Gather every line of the records that contains the string "microwave", and copy each one. Case counts.

>> start Data to use

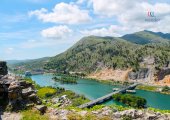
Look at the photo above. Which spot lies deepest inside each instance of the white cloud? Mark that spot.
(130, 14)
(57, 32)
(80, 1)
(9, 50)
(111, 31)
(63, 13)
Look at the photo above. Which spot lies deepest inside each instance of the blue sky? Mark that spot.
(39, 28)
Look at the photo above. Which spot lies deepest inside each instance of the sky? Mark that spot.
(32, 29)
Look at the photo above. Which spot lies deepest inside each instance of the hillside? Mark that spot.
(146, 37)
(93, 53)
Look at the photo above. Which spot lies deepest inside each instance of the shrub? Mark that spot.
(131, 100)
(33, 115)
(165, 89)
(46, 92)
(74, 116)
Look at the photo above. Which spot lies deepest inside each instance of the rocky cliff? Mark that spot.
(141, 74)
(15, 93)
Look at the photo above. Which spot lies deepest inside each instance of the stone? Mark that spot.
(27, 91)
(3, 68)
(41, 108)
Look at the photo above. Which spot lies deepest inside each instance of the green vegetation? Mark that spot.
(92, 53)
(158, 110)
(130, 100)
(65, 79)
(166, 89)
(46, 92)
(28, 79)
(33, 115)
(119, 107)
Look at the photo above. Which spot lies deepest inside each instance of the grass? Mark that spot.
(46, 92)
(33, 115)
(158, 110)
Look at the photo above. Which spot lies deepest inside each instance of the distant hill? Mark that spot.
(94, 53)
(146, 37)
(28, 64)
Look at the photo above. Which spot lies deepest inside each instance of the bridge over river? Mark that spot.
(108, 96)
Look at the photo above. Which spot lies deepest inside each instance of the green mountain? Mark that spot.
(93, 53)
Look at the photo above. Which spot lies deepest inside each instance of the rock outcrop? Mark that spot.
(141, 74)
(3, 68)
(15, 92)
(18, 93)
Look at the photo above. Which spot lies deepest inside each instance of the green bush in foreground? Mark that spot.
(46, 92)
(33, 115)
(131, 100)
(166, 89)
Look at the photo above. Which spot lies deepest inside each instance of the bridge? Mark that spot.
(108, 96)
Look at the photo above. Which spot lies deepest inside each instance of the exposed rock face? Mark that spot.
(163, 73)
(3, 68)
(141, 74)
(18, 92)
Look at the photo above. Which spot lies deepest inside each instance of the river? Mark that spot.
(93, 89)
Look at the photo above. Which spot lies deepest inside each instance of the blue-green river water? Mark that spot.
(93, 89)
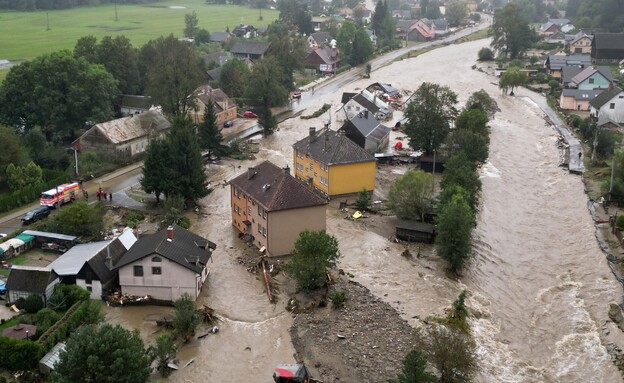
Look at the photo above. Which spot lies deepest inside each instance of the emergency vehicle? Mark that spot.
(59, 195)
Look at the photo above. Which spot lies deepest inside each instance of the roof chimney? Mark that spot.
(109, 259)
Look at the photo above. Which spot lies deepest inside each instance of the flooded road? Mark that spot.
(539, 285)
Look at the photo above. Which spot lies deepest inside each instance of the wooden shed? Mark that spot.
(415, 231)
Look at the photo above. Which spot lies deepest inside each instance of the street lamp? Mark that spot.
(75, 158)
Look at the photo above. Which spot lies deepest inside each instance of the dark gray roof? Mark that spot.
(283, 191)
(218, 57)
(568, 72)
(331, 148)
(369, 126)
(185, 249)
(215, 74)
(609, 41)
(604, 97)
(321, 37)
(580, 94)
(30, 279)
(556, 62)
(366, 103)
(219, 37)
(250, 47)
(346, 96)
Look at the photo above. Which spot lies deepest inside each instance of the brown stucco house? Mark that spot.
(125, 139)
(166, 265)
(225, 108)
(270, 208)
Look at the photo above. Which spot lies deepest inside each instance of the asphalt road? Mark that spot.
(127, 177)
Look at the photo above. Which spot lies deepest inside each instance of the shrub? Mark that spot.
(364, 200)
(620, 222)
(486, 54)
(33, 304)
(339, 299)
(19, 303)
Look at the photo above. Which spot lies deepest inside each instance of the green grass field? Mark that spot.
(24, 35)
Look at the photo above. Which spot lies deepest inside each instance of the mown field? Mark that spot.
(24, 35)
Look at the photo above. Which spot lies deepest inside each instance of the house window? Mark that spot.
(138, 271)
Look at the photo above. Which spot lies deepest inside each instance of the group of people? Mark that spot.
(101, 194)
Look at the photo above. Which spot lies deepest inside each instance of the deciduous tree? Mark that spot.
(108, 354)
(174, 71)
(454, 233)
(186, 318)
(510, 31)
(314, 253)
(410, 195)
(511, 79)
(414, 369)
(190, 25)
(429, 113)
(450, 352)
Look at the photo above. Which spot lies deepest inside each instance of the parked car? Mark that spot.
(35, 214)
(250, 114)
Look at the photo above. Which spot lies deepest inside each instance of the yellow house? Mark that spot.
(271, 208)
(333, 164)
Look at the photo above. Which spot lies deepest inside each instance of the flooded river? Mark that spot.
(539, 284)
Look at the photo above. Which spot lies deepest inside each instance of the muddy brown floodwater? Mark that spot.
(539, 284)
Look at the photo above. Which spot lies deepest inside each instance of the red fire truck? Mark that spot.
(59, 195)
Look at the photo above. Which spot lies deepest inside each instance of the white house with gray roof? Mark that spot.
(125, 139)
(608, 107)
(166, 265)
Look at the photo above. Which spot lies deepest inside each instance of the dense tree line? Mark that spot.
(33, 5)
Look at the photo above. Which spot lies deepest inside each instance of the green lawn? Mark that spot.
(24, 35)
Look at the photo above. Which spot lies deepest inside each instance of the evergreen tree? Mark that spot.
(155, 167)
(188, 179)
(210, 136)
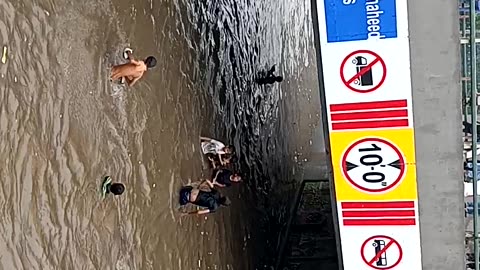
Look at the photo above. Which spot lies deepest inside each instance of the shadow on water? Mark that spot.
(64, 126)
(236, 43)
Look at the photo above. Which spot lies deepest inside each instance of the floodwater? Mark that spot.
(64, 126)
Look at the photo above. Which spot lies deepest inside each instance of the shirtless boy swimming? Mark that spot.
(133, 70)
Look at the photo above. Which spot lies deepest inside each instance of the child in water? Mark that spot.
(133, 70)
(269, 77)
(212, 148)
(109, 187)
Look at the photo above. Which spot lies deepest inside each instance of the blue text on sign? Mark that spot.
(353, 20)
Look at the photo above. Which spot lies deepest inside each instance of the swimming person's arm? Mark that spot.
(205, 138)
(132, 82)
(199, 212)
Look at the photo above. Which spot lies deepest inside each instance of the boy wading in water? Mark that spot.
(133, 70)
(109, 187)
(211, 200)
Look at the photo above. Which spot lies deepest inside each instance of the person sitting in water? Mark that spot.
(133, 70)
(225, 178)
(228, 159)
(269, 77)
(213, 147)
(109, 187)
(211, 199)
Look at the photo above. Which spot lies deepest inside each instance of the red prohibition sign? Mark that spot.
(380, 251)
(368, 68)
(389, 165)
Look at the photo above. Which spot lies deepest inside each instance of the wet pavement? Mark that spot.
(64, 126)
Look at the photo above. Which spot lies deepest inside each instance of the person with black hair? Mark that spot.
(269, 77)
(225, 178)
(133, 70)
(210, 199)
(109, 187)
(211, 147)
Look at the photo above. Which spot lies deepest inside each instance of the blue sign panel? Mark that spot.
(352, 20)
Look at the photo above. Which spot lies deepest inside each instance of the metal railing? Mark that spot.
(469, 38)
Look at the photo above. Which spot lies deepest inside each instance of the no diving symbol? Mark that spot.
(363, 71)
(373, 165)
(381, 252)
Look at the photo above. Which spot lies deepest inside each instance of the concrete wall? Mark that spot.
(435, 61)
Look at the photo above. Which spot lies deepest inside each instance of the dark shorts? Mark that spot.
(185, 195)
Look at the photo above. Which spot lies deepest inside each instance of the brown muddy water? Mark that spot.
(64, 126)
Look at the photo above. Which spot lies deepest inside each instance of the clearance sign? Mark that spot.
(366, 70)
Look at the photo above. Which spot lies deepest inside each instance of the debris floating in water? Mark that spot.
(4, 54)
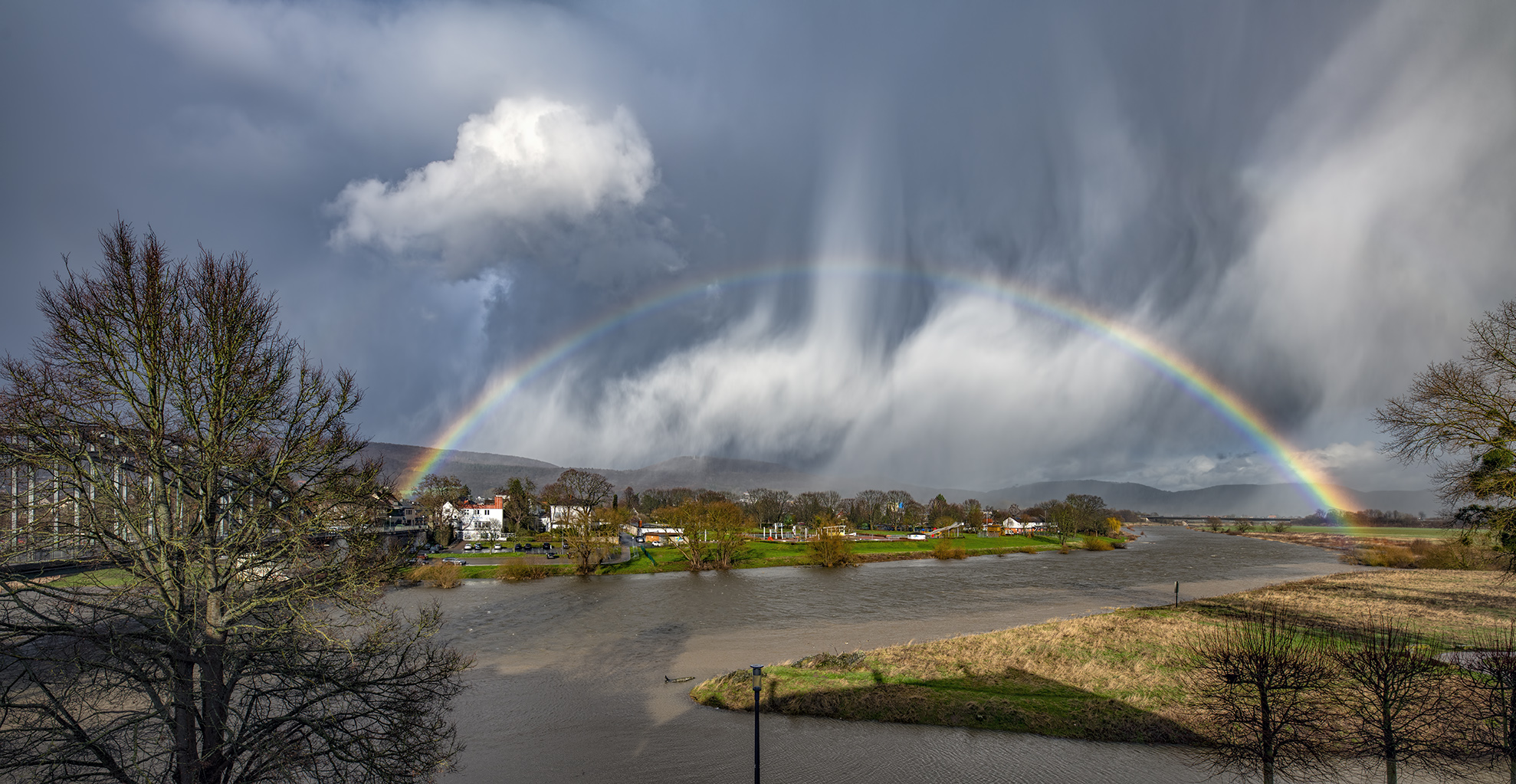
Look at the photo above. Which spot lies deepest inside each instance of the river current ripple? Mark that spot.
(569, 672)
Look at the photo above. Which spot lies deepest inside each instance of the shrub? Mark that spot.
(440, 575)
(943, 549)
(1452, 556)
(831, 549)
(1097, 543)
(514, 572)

>> end Data to use
>> start Data to use

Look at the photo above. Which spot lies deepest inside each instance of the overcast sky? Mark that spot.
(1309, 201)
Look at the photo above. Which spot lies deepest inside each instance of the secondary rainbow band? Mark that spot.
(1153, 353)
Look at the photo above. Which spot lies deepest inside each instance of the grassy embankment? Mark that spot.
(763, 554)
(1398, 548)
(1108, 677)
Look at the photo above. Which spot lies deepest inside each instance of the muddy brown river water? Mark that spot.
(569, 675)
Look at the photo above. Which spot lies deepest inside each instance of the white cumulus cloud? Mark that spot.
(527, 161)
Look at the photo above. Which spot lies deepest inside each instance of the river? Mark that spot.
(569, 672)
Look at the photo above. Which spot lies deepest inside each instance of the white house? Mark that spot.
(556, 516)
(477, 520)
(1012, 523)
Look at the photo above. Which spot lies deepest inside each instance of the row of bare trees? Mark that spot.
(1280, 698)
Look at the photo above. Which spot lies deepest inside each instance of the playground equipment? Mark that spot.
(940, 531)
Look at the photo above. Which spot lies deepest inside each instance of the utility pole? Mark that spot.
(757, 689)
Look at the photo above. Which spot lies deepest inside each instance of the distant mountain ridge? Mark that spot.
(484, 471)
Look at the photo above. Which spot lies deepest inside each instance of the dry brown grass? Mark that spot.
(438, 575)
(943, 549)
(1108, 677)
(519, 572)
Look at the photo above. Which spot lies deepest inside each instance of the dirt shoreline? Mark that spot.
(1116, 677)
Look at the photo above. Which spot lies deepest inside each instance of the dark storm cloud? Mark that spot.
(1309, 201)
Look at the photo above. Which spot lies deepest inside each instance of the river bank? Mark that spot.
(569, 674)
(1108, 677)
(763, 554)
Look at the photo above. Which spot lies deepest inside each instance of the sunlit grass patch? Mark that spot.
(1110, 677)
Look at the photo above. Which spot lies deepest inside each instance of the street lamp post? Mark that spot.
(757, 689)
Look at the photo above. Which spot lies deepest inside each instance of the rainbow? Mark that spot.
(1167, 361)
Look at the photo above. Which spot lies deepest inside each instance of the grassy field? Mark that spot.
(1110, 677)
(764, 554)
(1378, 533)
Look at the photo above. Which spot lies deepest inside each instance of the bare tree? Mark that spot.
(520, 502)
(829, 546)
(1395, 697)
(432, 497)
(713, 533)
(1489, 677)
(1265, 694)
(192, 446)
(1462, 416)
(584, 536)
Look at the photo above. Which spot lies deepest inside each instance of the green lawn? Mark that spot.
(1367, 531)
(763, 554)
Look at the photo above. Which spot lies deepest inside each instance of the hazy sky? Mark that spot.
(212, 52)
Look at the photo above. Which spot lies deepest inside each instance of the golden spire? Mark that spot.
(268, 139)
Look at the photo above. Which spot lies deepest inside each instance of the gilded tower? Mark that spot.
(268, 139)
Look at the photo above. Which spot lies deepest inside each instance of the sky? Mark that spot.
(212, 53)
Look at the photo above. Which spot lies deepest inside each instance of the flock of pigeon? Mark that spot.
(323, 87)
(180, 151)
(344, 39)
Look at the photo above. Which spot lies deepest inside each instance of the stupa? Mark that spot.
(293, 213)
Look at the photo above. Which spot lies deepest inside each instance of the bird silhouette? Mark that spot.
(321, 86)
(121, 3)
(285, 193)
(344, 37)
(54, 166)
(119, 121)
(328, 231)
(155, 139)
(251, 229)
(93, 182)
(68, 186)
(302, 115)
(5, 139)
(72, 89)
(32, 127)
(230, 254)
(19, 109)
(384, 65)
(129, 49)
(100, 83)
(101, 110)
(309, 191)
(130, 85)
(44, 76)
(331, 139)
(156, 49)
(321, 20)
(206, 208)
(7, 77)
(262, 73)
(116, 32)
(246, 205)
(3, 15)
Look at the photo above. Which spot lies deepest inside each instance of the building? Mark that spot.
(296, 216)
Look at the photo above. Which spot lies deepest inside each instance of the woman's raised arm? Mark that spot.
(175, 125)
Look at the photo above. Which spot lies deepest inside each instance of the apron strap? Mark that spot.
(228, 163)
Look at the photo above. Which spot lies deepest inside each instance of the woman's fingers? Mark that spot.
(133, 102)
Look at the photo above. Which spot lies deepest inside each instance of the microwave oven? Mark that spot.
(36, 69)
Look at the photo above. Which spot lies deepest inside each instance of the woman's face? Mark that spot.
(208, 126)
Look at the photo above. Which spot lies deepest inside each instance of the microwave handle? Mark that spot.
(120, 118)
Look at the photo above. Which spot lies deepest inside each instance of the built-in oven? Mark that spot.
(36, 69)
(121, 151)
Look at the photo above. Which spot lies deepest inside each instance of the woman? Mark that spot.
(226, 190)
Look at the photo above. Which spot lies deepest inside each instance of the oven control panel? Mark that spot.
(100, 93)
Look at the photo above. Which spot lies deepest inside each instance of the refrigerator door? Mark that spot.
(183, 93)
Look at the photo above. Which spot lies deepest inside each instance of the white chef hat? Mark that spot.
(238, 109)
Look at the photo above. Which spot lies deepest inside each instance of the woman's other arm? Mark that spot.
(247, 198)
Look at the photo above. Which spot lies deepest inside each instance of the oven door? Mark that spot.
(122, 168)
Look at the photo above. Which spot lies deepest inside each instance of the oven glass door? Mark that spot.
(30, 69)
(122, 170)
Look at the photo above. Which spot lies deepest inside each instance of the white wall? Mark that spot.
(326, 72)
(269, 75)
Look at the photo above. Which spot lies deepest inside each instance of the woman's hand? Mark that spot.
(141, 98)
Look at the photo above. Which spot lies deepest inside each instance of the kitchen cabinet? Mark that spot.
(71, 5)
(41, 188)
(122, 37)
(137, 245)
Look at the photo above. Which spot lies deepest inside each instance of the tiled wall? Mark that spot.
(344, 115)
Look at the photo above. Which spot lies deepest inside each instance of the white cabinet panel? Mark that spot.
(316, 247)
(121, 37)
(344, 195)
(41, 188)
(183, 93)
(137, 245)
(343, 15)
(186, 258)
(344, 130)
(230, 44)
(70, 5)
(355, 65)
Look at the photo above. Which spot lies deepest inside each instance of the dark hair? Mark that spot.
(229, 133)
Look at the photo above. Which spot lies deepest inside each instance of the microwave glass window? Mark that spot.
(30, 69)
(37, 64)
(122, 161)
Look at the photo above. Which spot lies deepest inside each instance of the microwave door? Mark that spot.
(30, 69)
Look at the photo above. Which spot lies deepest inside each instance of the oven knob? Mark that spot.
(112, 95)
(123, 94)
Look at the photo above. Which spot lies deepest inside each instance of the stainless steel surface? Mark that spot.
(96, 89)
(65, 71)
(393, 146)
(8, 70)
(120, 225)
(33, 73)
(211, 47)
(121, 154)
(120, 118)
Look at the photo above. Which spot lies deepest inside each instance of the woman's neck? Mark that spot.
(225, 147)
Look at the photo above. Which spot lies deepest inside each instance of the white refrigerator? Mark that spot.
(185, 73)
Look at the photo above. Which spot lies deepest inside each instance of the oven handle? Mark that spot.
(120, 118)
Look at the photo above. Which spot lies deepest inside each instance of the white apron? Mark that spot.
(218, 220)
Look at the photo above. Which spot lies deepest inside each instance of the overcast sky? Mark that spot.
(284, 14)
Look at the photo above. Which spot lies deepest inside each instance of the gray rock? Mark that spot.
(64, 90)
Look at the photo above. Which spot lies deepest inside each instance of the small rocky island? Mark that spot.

>> end Data to use

## Output of the task
Look at the photo above. Which spot lies deepest inside each instance of the microwave oven? Mark that spot.
Look at the photo above. Which spot lies deepest inside each instance of the microwave handle? Mark that spot.
Look at the photo above. Which spot lies deepest inside each instance of the microwave glass window? Mark that spot.
Look at the photo above. Which spot lies deepest inside each instance of the microwave door? Mark that spot.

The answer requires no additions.